-------- Excerpted records
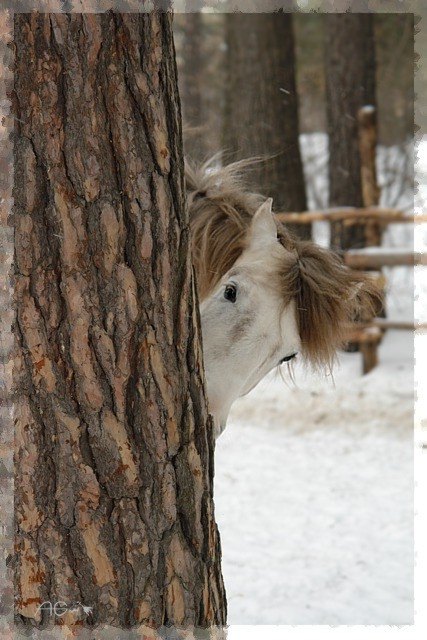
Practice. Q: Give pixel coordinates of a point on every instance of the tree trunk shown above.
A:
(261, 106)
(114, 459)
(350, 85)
----------------
-------- Excerpted records
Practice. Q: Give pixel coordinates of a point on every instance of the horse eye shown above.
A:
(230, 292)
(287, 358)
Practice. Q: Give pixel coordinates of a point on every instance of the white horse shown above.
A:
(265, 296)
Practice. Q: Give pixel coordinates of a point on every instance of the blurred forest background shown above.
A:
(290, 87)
----------------
-------- Excerpted records
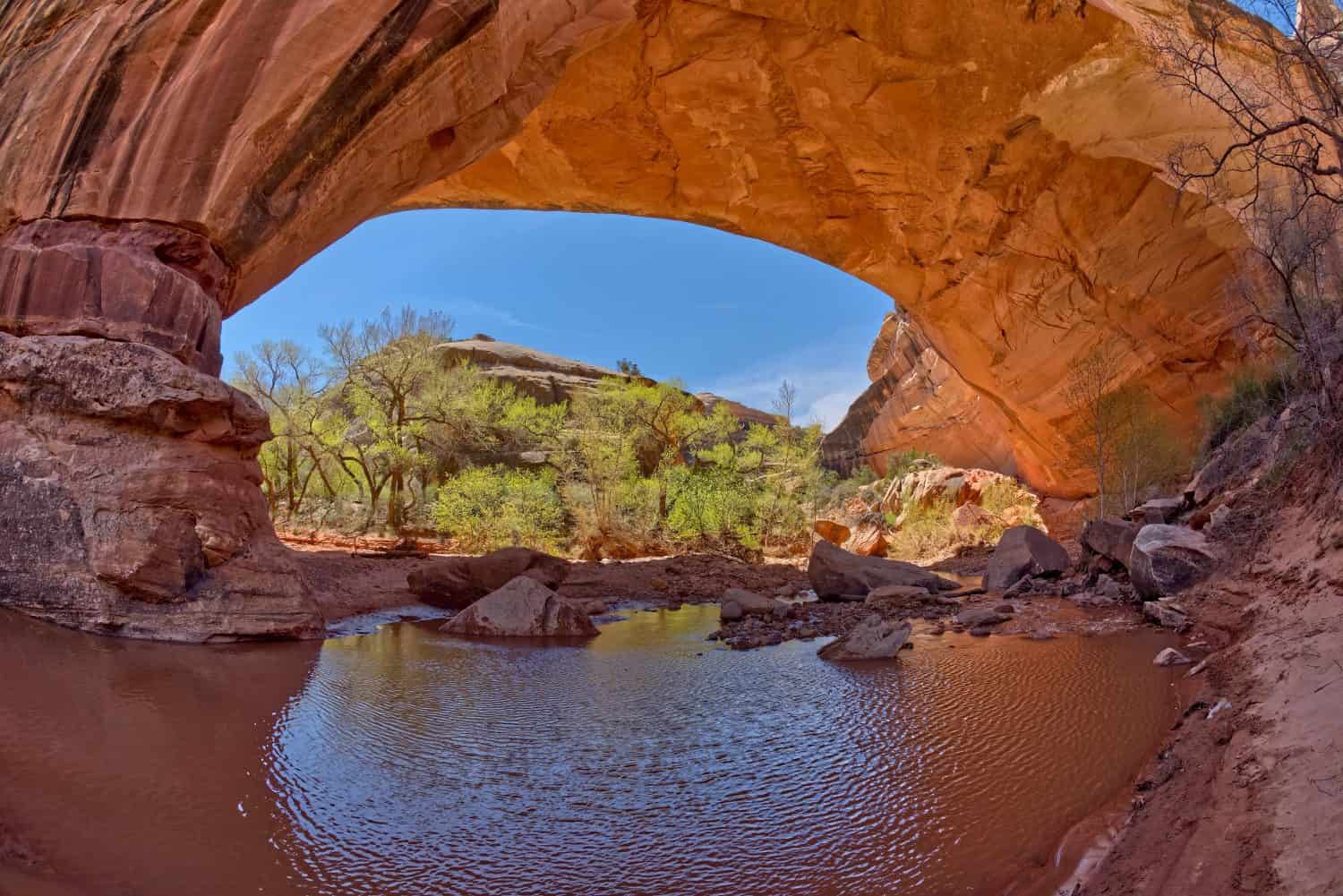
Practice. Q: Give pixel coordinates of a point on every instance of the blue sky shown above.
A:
----------------
Gather every line in the data above that contains the word "horse" and copy each one out.

Practice. Q: Give pixel coordinates of a point on every instance of the horse eye shown above.
Practice. Q: Give pixel coordinates of a point on every instance of the white horse shown above.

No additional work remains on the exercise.